Document section section start

Whillans Ice Stream is a glaciological feature of the West Antarctic Ice Sheet, formerly known as Ice Stream B, renamed in 2001 in honor of Ohio State University glaciologist Ian Whillans.

==Research==

Whillans Ice Stream is one of about a half-dozen large, fast-moving rivers of ice pouring from the West Antarctic Ice Sheet into the Ross Ice Shelf. The ice stream is the subject of different glaciological studies, one of which is looking at subglacial lakes that researchers believe may be speeding the movement of the ice as they periodically fill and drain.

Other researchers funded by the National Science Foundation, reported in the June 5, 2008 issue of the journal Nature that, from seismological and GPS data, they discovered the Whillans Ice Stream releases two bursts of seismic waves every day, each one equivalent to a magnitude 7 earthquake. The data show that the river of ice moves about a half-meter within approximately 30 minutes, remains still for 12 hours, then moves another half-meter in phase with gravitational tides. Each time it moves, it emits seismic waves that are recorded at seismographs around Antarctica and even as far away as Australia, a distance of more than 6,400 kilometers. In 2024, it was shown that the large slow seismic events on the ice stream cause the adjoining Ross Ice Shelf to abruptly shift by up to 6 cm in the course of a few minutes as trapped seismic waves within the shelf propagate northward.

Document section section end
Dataset excerpts section start

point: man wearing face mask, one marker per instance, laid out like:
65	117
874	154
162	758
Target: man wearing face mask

Dataset excerpts section end
Dataset excerpts section start

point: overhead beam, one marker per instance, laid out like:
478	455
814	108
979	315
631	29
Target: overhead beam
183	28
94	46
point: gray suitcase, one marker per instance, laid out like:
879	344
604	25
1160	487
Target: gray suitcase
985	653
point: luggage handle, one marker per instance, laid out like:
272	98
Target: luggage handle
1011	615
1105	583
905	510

Dataset excerpts section end

Exercise requirements.
A. In the Whillans Ice Stream text, rewrite the paragraph beginning "Other researchers funded by the National Science Foundation" as a short bulleted list that keeps its main facts.
B. Reproduce the passage of the Whillans Ice Stream text from "Whillans Ice Stream is a" to "glaciologist Ian Whillans." word for word.

Task results.
A.
- Researchers funded by the National Science Foundation reported in the June 5, 2008 issue of Nature that, based on seismological and GPS data, the Whillans Ice Stream releases two bursts of seismic waves every day. Each burst is equivalent to a magnitude 7 earthquake.
- The ice moves about half a meter in roughly 30 minutes and stays still for 12 hours. It then moves another half-meter, in phase with gravitational tides.
- Each movement gives off seismic waves that are recorded by seismographs around Antarctica and as far away as Australia, more than 6,400 km away.
- In 2024, these large slow seismic events were shown to make the adjoining Ross Ice Shelf shift abruptly by up to 6 cm within a few minutes, as seismic waves trapped in the shelf propagate northward.

B.
Whillans Ice Stream is a glaciological feature of the West Antarctic Ice Sheet, formerly known as Ice Stream B, renamed in 2001 in honor of Ohio State University glaciologist Ian Whillans.